▶ **Excerpted text**:
PDA

View Full Version : Math geeks - need help

redtail23
01-26-2012, 01:21 PM
Is there a way to calculate the top n% of a weighted distribution (if that's the right term)? I've found a formula for calc'ing a weighted average, but that's not what I need.

I have a set of values (number of times X was done, grouped by X) and need to calculate the top n% of that, by the count rather than grouping.

Cherries 15
Bananas 10
Cantelope 7
Oranges 6
Apples 5
Kiwifruit 3
Persimmons 3
Grapes 2
Mangos 1
Papayas 1
Pineapples 1
Plums 1
Apricots 1
Blueberries 1
Raspberries 1
Blackberries 1

So I've got a total of 59 pieces of fruit. I need to know the list of fruits in the top 30% by the number of pieces.

59 * .3 = 17.7, so that'd be 18 pieces of fruit. That would be 15 Cherries and 3 Bananas.

Is there a way to calculate this rather than just going through the sorted list and adding until you get to the right number?

Thanks!

P.S., no it's not a homework assignment, I've actually got a much larger dataset I'm trying to crunch for work, but I'm no statistician, just a computer nerd.

standingwave
01-26-2012, 01:37 PM
Since you're talking about a spreadsheet, I create a column that shows the sum from the top to that row.

=SUM(A\$1:A6)

With the \$ symbol pinning the first element, you can copy it for every element in the column. Then it's simple to calculate the percentage (or to do it all in one step).

Xema
01-26-2012, 01:52 PM
Is there a way to calculate this rather than just going through the sorted list and adding until you get to the right number?
It will be challenging to come up with a calculation method that avoids summing the counts.

redtail23
01-26-2012, 01:53 PM
Yeah, it's not in a spreadsheet, that would make it too easy. ;)

It's a database, with multiple tables that have to be put back together after finding my top list.

I can get there calculating RBAR like a spreadsheet, I was just hoping for a better way since I'll have to run this multiple times for different breakdowns and datasets.

Thanks, though!

nivlac
01-26-2012, 01:54 PM
If you're going to end up ranking the fruits by highest frequency there's no way you can avoid a sort or some kind of search to find the highest frequency fruits. What's required is not a math formula but an algorithm and it's perfectly described by the OP.

redtail23
01-26-2012, 01:58 PM
It will be challenging to come up with a calculation method that avoids summing the counts.That's what I was afraid of.

I can do that, I was just hoping that mathier people than me had a better idea. :p

But you did make me think of another way to search and it looks like that may do it. I needed to be looking for solutions to create set-based running sums.

Thanks!

redtail23
01-26-2012, 02:01 PM
Yeah, sorting them into the proper order is easy, it was how to keep from adding each row and then comparing that to the grand total row-by-row that was hard.

SUM OVER will do it - you can compare partitioned sums to the total sum.

Point placement records:
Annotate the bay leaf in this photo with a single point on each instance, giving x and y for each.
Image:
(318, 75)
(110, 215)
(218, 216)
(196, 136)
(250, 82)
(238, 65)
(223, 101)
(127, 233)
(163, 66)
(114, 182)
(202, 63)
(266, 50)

▶ **Actions to take**:
1. According to the forum thread, what feature does redtail23 say will do the job by comparing partitioned sums to the total sum?
2. Put each line of the records into a JSON list of strings, one string per line, leaving out any blank lines.

▶ **Exercise solutions**:
1. SUM OVER

2.
[
  "Annotate the bay leaf in this photo with a single point on each instance, giving x and y for each.",
  "Image:",
  "(318, 75)",
  "(110, 215)",
  "(218, 216)",
  "(196, 136)",
  "(250, 82)",
  "(238, 65)",
  "(223, 101)",
  "(127, 233)",
  "(163, 66)",
  "(114, 182)",
  "(202, 63)",
  "(266, 50)"
]